# It's Agnès' birthday



## Whodunit

**
*Bon anniversaire,*
*Agnès E et un grand*
*merci pour toutes tes*
* contributions dans les *
*forums de WR et pour*
*tous ton aide dans le*
*forum français.*
**​


----------



## timpeac

Happy birthday Agnès! Have a lovely day.


----------



## araceli

¡Feliz cumpleaños, Agnès!


----------



## belén

*


Happy birthday to youuuuu 
Happy birthday to youuuuu
Happy birthday dear Agneeeees
Happy birthday to youuuuuuuuuuuuuuuuuuuuuuu

CLAP CLAP CLAP CLAP CLAP
*​


----------



## zebedee

Feliiiiz Feliiiiiz en tu díiiiiia
Amiguiiita que Dios te bendigaaaaa
Que reine la paz en tu vidaaaa
Y que cuuuuuumplas muuuuuuchos máaaaaas!!!!

Joyeux Anniversaire, notre chère Agnès!!!


----------



## jaykemin

Feliz Dia de Compleaos Nes!!!!


----------



## cuchuflete

¡Happy Birthday to our Poet Laureate!

 
cuchu​


----------



## Kelly B

There's someone with a talent quite rare
Qui nous sert en point de repère
We all give her the nod
So we sing : ah! la mod,
nous te souhaitons bon anniversaire!


----------



## Outsider

_*Joyeux anniversaire, Agnès. ​ * _


----------



## Amityville

Ca s'arrose. Que tu sois heureuse, Agnès, aujourd'hui et toute l'année.

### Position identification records
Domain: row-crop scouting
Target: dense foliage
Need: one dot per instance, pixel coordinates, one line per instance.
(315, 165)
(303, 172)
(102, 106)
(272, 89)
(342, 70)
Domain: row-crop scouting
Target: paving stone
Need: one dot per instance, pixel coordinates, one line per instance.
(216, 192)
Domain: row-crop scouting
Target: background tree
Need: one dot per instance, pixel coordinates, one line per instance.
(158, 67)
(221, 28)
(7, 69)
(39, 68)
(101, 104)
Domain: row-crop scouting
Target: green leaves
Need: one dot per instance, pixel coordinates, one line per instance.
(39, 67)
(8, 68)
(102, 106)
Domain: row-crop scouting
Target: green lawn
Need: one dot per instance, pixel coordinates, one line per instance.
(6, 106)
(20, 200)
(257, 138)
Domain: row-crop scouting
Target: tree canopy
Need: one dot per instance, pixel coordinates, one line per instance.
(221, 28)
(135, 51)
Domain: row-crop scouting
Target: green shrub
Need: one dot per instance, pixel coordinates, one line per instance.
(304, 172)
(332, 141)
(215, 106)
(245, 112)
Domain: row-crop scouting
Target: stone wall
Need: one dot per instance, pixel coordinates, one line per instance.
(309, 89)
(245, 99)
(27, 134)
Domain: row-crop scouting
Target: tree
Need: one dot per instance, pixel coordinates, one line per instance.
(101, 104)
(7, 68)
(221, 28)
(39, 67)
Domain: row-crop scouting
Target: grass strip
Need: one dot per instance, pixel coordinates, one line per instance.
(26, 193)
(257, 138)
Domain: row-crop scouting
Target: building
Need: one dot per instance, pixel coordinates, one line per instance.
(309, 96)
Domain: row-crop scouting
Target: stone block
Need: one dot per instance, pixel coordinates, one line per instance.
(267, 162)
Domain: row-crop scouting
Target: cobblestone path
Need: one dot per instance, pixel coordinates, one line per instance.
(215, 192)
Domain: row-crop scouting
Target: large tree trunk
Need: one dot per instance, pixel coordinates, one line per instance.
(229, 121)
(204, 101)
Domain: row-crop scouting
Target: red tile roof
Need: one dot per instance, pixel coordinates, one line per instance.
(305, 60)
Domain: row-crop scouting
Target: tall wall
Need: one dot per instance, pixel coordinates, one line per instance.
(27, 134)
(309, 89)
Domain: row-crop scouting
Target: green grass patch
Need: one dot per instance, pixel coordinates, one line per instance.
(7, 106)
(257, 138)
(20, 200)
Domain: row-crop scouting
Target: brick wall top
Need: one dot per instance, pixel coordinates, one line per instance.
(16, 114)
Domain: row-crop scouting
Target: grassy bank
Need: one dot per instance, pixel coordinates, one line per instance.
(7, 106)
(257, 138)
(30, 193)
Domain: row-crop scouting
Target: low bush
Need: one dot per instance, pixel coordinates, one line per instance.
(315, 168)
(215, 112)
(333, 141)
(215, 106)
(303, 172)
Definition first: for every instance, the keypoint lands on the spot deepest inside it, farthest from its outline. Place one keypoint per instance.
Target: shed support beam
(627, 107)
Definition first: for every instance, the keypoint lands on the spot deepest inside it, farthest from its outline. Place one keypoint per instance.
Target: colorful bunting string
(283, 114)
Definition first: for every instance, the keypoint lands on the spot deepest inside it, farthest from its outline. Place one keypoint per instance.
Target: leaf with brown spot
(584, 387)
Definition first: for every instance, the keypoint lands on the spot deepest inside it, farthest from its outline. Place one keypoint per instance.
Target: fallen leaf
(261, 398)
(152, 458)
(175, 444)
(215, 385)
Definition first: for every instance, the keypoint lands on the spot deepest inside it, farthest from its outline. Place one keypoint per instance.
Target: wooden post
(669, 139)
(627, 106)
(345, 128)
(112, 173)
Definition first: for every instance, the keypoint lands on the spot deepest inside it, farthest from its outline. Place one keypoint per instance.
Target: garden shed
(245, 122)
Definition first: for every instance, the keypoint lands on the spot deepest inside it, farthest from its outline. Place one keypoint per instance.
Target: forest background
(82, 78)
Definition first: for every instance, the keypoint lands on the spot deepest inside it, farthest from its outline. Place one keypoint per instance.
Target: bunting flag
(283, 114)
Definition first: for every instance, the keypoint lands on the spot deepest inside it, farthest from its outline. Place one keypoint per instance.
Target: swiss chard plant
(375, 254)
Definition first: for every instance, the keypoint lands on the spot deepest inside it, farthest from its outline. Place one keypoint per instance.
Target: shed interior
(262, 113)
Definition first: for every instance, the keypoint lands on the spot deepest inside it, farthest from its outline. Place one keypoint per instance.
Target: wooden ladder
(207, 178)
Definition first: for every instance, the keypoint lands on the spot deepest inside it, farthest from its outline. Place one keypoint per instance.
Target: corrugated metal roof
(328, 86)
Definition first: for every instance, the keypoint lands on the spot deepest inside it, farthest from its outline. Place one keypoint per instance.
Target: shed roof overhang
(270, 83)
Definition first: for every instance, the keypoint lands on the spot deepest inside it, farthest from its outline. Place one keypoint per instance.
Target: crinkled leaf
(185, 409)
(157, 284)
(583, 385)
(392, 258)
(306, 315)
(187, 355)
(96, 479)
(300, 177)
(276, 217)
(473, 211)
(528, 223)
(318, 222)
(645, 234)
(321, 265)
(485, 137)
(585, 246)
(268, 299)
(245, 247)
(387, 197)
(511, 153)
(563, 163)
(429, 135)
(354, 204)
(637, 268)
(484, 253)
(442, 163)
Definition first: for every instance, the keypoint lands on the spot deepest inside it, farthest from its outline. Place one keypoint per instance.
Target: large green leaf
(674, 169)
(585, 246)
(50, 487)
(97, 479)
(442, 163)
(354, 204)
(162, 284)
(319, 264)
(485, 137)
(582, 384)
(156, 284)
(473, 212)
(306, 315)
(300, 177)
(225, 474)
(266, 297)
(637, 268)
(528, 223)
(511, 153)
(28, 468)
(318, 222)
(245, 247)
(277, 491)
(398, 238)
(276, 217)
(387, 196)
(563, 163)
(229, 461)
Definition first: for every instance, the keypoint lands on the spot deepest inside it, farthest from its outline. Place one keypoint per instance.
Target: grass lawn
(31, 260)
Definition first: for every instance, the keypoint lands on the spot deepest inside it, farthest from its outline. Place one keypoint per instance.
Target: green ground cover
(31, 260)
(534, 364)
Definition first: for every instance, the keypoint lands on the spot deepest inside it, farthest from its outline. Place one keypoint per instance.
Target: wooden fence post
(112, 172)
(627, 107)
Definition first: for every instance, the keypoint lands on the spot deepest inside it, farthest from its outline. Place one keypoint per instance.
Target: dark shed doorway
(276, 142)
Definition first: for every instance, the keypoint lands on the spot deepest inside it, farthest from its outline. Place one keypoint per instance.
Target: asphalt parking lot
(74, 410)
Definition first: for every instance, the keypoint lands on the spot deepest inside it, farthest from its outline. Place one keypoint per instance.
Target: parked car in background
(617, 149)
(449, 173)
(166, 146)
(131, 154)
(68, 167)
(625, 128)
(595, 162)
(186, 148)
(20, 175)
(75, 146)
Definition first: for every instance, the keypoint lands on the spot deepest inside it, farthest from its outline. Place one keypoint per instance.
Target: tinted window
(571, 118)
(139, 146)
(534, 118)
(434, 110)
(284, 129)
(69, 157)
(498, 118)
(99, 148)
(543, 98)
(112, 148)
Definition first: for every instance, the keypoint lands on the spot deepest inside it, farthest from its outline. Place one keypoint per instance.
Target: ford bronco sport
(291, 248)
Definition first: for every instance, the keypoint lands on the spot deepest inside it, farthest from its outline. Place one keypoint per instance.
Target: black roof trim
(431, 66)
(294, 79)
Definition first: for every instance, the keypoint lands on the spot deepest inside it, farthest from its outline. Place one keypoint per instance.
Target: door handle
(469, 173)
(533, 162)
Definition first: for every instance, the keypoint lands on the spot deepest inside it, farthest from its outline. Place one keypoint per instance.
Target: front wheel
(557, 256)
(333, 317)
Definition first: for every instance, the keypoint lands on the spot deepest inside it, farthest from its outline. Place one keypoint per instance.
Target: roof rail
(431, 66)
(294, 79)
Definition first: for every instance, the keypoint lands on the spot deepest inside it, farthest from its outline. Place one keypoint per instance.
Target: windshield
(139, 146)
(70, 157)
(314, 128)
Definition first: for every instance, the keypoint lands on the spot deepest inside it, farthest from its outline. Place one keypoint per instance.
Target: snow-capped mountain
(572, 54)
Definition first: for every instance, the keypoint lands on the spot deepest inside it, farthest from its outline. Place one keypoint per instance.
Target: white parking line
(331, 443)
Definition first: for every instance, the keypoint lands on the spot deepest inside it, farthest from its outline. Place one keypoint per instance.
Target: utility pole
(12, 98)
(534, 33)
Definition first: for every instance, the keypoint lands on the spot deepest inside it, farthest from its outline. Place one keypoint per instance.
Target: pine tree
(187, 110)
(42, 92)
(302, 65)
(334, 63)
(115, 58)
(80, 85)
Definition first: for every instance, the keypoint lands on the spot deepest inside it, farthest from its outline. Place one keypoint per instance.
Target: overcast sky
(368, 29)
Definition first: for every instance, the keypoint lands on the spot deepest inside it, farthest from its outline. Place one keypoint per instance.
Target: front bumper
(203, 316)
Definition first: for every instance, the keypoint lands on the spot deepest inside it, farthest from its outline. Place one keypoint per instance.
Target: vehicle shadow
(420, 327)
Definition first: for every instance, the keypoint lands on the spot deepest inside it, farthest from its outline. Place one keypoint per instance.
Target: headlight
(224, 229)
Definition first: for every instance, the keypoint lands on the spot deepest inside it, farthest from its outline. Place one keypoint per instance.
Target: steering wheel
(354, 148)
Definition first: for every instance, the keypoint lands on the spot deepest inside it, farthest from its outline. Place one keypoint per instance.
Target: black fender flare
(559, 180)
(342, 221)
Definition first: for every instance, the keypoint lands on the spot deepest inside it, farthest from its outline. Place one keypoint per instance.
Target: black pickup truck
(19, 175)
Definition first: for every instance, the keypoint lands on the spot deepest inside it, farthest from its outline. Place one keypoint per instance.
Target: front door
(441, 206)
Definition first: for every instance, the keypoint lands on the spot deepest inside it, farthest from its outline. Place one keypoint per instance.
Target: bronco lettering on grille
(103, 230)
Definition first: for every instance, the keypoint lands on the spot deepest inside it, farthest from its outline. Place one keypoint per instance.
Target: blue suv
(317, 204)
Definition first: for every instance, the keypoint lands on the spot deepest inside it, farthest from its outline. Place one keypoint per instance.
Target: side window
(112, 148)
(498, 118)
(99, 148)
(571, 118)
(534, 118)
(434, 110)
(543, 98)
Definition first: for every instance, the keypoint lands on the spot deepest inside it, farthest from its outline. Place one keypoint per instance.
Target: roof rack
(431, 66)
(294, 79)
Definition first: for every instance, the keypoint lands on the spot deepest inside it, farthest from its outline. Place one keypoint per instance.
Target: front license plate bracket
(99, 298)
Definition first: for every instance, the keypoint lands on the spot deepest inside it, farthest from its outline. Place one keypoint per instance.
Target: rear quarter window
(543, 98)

### Task instructions
Quote the birthday thread between "Feliiiiz Feliiiiiz en" and "notre chère Agnès!!!", inclusive.

### The solution
Feliiiiz Feliiiiiz en tu díiiiiia
Amiguiiita que Dios te bendigaaaaa
Que reine la paz en tu vidaaaa
Y que cuuuuuumplas muuuuuuchos máaaaaas!!!!

Joyeux Anniversaire, notre chère Agnès!!!